_Work order_: Retype the entries below exactly, but begin at the line containing "the dark hardwood" and end at the last line.

◇ ◇ ◇ ◇

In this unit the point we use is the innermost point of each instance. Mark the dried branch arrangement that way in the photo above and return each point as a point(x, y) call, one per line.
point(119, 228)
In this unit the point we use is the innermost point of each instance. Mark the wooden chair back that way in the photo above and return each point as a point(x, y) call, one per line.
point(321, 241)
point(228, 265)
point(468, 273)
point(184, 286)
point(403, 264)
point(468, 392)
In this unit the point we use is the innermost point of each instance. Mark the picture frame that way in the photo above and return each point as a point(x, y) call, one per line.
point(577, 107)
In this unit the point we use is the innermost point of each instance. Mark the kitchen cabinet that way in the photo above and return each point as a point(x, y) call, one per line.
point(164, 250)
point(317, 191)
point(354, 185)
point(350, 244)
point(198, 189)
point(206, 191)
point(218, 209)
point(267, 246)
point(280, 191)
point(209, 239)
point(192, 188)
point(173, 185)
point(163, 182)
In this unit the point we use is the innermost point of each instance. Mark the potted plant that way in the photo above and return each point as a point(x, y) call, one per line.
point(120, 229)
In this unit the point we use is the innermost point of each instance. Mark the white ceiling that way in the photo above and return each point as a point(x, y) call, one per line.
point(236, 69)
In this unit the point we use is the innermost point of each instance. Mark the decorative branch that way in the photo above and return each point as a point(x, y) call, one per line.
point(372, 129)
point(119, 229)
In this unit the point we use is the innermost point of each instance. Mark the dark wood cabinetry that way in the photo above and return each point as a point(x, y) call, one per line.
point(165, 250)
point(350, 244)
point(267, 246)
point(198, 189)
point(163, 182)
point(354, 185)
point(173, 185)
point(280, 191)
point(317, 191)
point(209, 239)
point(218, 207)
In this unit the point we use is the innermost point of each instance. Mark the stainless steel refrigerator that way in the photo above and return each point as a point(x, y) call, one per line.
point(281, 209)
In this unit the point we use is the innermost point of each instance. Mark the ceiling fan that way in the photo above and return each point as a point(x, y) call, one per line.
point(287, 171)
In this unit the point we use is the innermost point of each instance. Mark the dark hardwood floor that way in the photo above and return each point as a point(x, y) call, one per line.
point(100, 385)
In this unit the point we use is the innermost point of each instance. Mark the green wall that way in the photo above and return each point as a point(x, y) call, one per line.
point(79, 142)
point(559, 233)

◇ ◇ ◇ ◇

_Answer for this exercise_:
In this unit the point we use is the innermost point of each instance. Mark the dark hardwood floor that way in the photo above and return each point as a point(x, y) call, one per line.
point(100, 385)
In this unit the point we use is the innermost point of each instance. Mark the green wall that way in the photo above and return each point as a point(x, y) call, one per line.
point(79, 142)
point(559, 233)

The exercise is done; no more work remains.